Task:
Keep only those lines of the records that include the string "below".

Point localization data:
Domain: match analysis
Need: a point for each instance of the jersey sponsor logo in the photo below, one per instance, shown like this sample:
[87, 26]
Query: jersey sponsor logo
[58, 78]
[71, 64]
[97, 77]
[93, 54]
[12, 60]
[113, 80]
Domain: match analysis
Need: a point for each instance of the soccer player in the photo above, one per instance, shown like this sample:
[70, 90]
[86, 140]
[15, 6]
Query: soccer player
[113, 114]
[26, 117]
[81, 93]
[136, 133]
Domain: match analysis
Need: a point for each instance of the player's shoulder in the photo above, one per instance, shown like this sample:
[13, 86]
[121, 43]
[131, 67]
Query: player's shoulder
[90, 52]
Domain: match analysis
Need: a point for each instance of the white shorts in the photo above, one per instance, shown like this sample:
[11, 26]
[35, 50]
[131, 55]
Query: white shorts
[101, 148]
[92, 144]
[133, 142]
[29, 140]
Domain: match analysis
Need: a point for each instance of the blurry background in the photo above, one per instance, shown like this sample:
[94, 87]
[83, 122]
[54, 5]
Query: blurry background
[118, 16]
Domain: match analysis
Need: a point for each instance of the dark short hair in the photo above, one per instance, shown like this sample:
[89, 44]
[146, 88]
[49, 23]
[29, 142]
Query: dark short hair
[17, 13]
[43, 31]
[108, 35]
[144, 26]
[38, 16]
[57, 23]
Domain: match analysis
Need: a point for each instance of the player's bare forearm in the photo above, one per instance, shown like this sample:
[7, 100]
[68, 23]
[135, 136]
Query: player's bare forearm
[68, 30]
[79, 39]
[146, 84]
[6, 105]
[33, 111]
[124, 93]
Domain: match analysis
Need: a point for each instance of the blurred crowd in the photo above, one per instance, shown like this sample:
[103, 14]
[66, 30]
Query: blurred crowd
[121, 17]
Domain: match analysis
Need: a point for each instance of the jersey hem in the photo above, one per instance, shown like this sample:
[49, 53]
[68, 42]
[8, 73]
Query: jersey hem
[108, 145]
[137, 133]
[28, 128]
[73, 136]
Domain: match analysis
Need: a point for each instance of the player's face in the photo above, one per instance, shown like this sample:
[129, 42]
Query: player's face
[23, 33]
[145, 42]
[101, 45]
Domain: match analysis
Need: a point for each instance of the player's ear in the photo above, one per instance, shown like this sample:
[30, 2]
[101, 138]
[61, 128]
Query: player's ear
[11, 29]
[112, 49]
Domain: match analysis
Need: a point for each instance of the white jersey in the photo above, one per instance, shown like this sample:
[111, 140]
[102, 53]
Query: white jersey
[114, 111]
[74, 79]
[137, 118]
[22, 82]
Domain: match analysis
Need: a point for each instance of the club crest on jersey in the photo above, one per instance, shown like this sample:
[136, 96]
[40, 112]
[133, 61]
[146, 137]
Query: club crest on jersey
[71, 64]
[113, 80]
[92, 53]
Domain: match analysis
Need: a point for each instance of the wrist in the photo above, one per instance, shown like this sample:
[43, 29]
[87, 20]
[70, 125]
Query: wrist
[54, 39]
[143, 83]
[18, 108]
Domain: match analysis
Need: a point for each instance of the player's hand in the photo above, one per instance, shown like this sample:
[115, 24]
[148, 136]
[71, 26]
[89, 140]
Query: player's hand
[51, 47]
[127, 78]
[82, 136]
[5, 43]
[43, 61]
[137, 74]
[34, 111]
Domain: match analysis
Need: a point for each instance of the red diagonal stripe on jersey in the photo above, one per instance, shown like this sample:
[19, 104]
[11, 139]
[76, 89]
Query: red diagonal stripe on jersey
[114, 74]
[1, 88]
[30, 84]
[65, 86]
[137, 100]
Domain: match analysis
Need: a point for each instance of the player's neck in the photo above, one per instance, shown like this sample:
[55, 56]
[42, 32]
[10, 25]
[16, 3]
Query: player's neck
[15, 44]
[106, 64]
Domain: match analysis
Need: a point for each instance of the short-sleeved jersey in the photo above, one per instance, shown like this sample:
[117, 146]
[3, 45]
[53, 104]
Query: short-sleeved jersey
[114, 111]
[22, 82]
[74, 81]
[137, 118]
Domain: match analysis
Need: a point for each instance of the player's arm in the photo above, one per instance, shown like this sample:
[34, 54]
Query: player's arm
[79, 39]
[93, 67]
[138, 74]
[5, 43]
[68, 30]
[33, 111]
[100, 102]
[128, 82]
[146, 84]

==

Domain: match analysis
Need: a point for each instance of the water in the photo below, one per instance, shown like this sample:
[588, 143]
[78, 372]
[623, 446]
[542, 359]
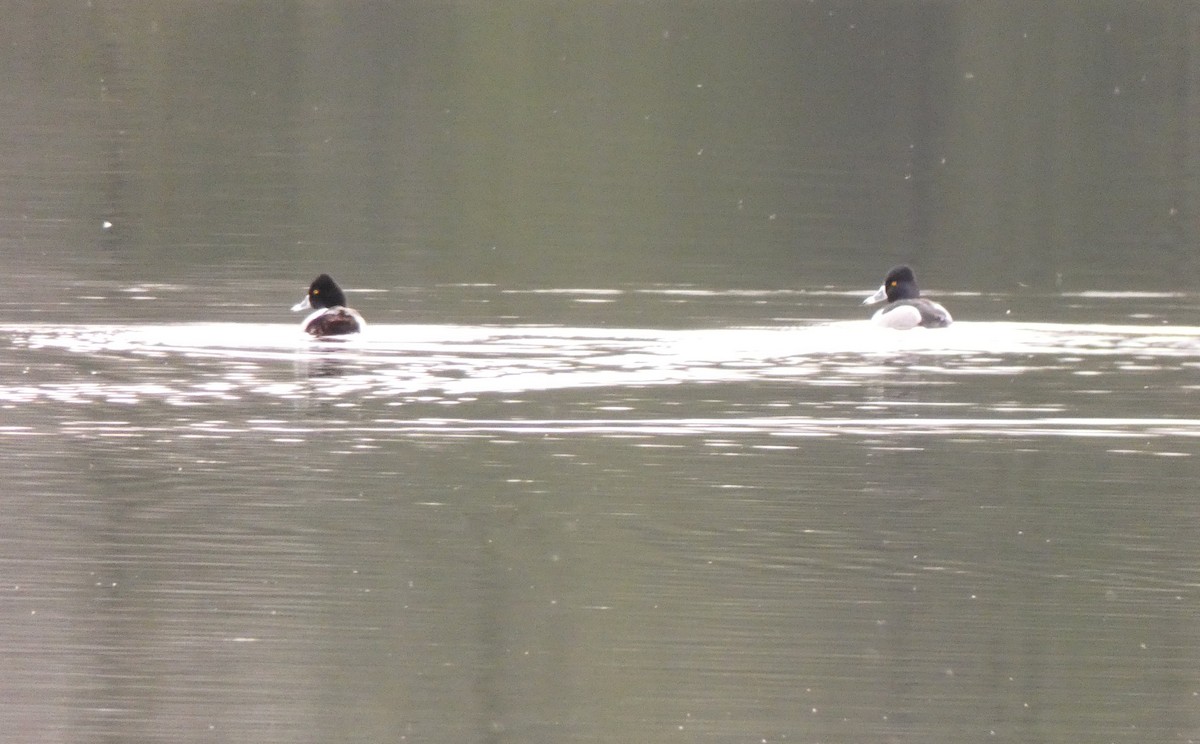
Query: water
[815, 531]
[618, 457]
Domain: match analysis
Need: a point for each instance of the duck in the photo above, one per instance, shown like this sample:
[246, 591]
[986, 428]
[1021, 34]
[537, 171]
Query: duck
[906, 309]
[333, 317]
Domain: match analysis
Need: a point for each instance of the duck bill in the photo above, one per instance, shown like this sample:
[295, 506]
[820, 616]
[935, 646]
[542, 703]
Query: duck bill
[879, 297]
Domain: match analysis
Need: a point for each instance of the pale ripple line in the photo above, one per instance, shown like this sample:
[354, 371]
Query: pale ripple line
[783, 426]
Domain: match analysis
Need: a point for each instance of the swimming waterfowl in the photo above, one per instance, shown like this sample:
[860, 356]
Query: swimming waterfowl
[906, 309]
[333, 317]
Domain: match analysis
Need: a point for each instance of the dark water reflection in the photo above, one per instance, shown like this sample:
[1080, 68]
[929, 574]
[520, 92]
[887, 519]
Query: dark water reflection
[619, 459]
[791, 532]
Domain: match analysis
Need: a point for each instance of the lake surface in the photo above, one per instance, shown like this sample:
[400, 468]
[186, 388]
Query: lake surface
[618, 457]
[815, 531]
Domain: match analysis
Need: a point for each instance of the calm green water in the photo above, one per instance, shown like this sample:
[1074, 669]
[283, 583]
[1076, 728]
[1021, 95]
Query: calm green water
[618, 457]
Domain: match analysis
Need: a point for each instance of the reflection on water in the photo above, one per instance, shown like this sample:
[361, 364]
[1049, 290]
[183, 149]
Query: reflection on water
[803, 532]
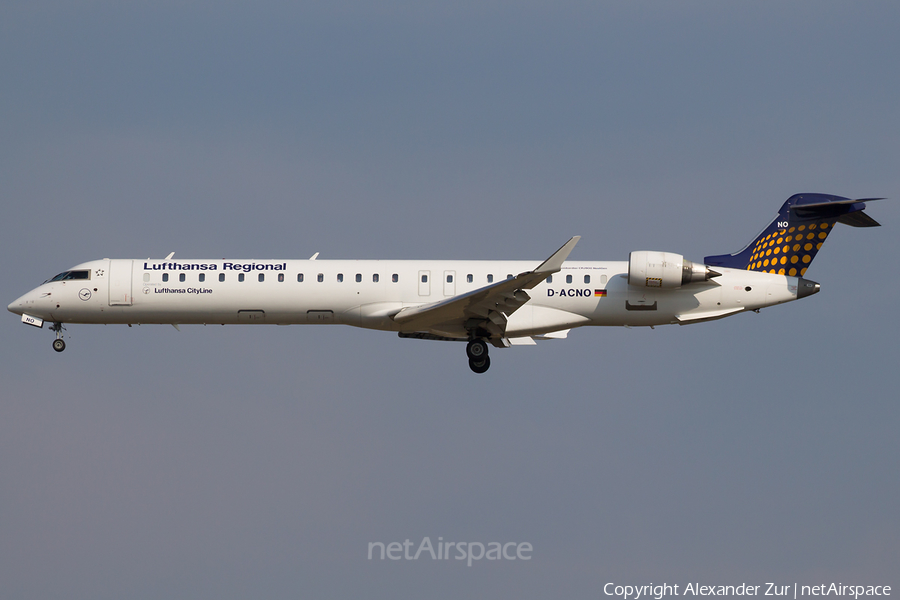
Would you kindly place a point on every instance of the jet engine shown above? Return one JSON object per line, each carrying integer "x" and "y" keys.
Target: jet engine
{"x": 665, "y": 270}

Solution:
Need: a point for each instance of the jersey sponsor logo in the photo below, one per instance, shown like this sample:
Need: a point for each instance of the water in the photo below, one per instance, shown like this sample:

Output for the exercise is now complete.